Parts of the exercise
1) In the article on breast milk donors, write out the passage that begins at the words "Currently, Wirth has" and stops after "her son needs.", swapping "Typically" for "Usually".
2) Translate this sentence from the article on breast milk donors into Spanish: "After learning techniques to increase her supply, Wirth has plenty to donate."
3) Carry on the article about breast milk donors from its final sentence, in the same style.
═══ Exercise text
Breast milk donors help tiniest babies thrive
As a nurse, Audrey Wirth understands the benefits of breastfeeding. So when she delivered her son Jack in late June of 2013, she made the decision to exclusively breastfeed. Her goal: No formula—ever.
Then at five weeks, Jack fell ill with viral meningitis and had to be hospitalized. Wirth was unable to nurse for two months, and lost her milk supply, however, she was still able to feed Jack with a bottle by pumping.
“I had to do all sorts of things to increase my supply, and now I have a ton,” says Wirth of Aurora, Ill.
When her milk returned and she finally got back to breastfeeding with Jack, Wirth made another decision—to become a breast milk donor.
The decision was fairly easy. Babies in neonatal intensive care units (NICUs) that receive human milk over formula have much better outcomes. According to the March of Dimes, one in 10 infants born in the United States is admitted to the NICU, and when given human milk, these infants have less infections and gastrointestinal issues, and improved vision, among other benefits.
Although Jack was not born in the NICU, Wirth’s experience with Jack in the hospital made her sympathize with what a new mom might go through in that situation.
“It takes three or four days for your milk to come in so they must feel helpless. If I can help them and relieve stress for them by donating milk, then why not?” she says.
Supply and demand
After learning techniques to increase her supply, Wirth has plenty to donate.
“I went to a support group and learned tips and tricks, and eventually my supply was moving so I make more milk than my son needs,” she explains.
“I learned about how you can freeze it for six months in a freezer and 12 months in a deep freezer. So pretty soon my freezer got full, and I can’t throw it away so I bought a deep freezer, and now my deep freezer is almost full of milk,” she says.
Currently, Wirth has almost 2,000 ounces of milk frozen. Typically, she freezes between 10 and 20 ounces of extra milk a day. A breastfed baby takes between 24 to 32 ounces a day so she’s making almost twice as much as her son needs.
══════
═══ Excerpted data
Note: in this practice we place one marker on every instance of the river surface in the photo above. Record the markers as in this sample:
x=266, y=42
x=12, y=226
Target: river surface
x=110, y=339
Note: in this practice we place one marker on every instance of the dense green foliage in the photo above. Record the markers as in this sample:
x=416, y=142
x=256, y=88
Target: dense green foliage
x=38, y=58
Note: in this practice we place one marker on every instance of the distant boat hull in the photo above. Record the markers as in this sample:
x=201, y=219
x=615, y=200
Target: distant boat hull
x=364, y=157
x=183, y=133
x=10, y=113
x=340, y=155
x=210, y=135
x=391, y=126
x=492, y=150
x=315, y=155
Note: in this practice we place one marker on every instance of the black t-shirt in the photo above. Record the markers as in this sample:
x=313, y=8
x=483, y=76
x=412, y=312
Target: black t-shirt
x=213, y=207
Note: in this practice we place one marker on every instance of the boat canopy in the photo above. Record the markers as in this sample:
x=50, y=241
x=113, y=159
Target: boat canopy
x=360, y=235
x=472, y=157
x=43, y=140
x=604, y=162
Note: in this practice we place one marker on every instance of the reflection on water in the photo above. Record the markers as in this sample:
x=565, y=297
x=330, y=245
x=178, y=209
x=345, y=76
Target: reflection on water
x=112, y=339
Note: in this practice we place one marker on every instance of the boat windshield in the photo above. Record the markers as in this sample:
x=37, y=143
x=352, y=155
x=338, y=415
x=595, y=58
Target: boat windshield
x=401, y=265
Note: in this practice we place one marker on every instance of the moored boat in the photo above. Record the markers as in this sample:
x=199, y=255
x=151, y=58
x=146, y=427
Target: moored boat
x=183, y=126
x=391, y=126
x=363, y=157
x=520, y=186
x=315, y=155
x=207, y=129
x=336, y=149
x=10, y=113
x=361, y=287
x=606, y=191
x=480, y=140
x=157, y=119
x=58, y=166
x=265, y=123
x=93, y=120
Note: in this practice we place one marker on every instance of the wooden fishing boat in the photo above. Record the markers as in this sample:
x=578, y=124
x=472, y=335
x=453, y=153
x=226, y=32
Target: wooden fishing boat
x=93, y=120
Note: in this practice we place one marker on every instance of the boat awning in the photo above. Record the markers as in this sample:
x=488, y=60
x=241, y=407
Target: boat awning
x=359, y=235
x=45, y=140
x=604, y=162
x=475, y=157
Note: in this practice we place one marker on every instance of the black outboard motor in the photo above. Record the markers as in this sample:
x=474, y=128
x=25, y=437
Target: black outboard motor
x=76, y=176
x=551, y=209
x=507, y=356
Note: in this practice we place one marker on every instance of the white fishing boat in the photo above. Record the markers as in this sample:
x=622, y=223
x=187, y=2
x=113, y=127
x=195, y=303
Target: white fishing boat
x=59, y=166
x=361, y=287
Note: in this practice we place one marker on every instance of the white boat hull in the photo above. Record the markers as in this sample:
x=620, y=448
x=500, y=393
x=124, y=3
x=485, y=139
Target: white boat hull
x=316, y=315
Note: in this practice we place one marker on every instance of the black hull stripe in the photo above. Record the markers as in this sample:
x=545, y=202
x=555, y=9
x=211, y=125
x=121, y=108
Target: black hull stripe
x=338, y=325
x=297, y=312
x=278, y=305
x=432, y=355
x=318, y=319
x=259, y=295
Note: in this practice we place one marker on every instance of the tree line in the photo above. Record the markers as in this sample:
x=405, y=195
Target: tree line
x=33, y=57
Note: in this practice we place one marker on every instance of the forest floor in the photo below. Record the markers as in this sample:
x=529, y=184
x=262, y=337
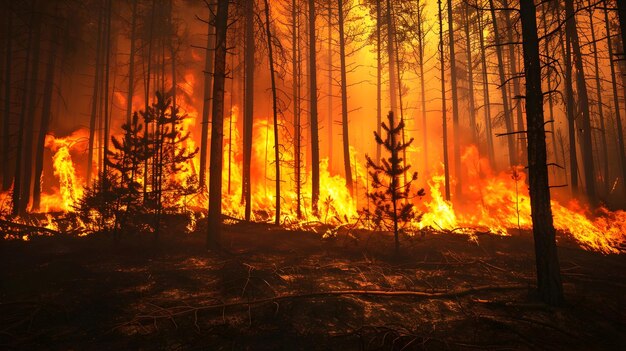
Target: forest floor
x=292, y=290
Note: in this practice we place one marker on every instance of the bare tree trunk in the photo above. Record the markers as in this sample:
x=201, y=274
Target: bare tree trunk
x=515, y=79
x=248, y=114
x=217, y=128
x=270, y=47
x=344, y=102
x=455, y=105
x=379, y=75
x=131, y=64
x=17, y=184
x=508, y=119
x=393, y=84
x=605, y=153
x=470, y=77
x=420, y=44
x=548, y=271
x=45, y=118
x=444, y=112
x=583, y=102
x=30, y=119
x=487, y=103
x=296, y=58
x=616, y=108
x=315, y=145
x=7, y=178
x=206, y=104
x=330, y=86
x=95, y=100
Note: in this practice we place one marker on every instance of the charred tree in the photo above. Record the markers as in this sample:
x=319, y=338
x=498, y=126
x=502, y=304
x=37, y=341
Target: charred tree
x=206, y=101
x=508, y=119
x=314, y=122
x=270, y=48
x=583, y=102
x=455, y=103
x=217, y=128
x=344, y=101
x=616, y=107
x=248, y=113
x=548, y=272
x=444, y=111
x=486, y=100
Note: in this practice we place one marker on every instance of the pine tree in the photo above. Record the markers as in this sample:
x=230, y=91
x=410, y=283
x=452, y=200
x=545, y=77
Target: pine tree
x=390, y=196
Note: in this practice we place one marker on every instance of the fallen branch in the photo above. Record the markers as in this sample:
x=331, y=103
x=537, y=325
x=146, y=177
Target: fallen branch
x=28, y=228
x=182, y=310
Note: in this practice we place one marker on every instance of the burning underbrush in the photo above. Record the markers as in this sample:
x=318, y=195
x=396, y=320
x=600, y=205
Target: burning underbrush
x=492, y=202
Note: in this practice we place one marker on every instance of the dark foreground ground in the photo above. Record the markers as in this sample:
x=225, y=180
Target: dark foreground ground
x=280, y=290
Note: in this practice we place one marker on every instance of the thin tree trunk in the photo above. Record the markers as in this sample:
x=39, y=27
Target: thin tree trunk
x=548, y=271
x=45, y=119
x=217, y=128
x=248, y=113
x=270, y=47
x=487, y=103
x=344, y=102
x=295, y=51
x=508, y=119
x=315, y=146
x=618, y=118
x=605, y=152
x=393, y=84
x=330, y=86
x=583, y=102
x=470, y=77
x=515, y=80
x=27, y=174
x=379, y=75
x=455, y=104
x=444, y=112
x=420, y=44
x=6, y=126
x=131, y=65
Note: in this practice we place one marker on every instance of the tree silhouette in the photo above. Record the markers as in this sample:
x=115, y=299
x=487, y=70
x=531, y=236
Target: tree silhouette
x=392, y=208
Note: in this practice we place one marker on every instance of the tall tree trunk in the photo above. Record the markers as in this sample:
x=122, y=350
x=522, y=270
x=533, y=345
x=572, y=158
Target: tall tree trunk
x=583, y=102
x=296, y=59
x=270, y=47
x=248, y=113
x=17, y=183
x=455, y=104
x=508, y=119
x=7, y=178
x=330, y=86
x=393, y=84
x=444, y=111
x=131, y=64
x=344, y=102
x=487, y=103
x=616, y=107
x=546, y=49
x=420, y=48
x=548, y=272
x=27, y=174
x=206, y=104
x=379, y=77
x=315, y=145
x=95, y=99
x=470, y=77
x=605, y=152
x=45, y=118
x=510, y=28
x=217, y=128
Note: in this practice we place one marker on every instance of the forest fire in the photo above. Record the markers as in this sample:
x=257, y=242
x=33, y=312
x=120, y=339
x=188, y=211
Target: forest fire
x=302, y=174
══════
═══ Excerpted data
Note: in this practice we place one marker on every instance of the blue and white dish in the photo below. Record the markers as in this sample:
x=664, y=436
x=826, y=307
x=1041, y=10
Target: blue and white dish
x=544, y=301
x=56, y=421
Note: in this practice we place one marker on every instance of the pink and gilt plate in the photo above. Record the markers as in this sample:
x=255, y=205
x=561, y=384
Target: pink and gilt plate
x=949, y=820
══════
═══ Excerpted data
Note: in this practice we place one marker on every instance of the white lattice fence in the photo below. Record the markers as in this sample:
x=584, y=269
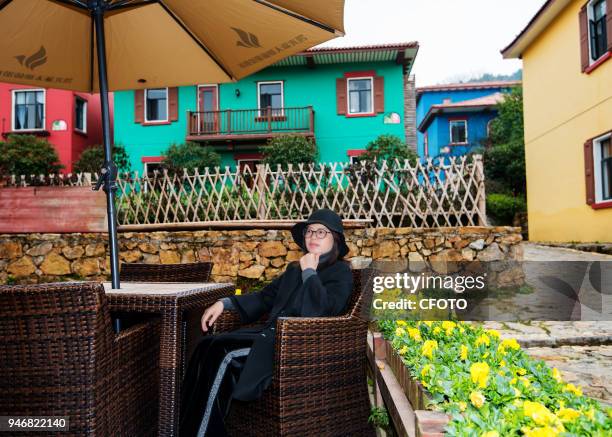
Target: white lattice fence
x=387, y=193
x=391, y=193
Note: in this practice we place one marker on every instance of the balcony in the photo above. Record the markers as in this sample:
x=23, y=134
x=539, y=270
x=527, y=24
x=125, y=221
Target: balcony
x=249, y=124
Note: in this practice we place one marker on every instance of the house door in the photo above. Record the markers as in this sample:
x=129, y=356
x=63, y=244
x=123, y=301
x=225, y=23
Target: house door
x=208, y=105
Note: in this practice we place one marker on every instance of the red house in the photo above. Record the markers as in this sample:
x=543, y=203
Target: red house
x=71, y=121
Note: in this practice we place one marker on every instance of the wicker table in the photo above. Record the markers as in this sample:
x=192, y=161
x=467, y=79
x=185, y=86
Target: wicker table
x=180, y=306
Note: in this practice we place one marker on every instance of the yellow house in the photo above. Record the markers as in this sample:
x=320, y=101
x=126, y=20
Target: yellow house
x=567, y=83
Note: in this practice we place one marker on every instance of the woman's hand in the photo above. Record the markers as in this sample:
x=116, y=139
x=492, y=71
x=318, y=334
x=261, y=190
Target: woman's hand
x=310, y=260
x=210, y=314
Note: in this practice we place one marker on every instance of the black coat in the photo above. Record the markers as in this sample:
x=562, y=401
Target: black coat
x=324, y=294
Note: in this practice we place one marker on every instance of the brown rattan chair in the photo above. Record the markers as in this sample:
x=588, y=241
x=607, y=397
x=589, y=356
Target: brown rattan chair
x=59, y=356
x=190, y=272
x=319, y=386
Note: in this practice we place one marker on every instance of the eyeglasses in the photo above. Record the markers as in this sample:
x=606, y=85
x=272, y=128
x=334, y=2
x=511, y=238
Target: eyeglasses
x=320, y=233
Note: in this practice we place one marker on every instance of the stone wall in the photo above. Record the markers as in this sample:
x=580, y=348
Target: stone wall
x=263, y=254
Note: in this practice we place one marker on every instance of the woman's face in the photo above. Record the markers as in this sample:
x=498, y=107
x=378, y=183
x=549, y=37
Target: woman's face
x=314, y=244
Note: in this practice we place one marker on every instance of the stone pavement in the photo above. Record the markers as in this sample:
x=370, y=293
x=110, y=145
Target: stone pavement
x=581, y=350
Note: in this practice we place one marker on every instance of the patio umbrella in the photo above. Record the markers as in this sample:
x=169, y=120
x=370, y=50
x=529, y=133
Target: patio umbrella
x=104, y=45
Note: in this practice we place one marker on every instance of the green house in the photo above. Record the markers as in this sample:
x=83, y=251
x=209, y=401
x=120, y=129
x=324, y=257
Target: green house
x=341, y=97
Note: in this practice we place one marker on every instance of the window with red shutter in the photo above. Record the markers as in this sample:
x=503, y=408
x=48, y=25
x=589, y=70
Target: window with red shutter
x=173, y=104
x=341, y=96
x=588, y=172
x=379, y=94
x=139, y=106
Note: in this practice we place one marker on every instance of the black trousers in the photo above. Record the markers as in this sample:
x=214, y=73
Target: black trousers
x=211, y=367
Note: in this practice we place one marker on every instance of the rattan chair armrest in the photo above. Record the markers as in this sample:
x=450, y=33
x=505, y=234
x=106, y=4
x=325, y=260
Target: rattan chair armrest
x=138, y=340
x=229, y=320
══════
Task results
1)
Currently, Wirth has almost 2,000 ounces of milk frozen. Usually, she freezes between 10 and 20 ounces of extra milk a day. A breastfed baby takes between 24 to 32 ounces a day so she’s making almost twice as much as her son needs.

2) Tras aprender técnicas para aumentar su producción, Wirth tiene de sobra para donar.

3)
Her decision to donate was cemented after watching a PBS special called “Donor Milk,” which featured a 10-minute segment on breast milk donations and local milk banks.
Wirth found that there were two milk banks in the area, Indiana Mother’s Milk Bank in Indianapolis and the Mothers’ Milk Bank of the Western Great Lakes in the northern suburbs of Illinois scheduled to open its doors in 2014. She reached out to them to express her interest, and they explained that a screening process would be required.
The screening process is rigorous. Wirth had to take a 16-page survey about her health, her diet, any medications she takes, as well as Jack’s health. Once her obstetrician and Jack’s pediatrician signed off on their health, Wirth had to have blood drawn to check for blood-borne diseases. Then she got the all-clear to begin donating.
“They mailed me a cooler so it’s all prepaid. I pack all my milk in dry ice or go to a milk depot (a nearby drop-off site). This cooler holds 250 ounces so I’ll start there,” she says, adding that she’d like to keep some for her son Jack later when he stops lactating.
When the milk banks and depots collect the milk, Wirth says it’s thawed, pooled together from all the moms to ensure that it’s well-rounded and nutrient-rich, and then pasteurized to decrease the risk of possible contamination.
Not all hospitals participate, but it’s definitely a best practice, Wirth says.
“I think donating breast milk is one of the best gifts you can give someone to help a baby thrive,” says Dr. Anisha Shetty, Jack’s pediatrician. “The advantages premature babies can receive make a huge difference. I’m really excited to encourage other moms to donate,” says Dr. Shetty with Dreyer Medical Clinic in West Aurora, Ill.
“As a nurse I always knew breastfeeding was the best thing, but learning about it and becoming a donor is something entirely different—and means so much more,” Wirth says.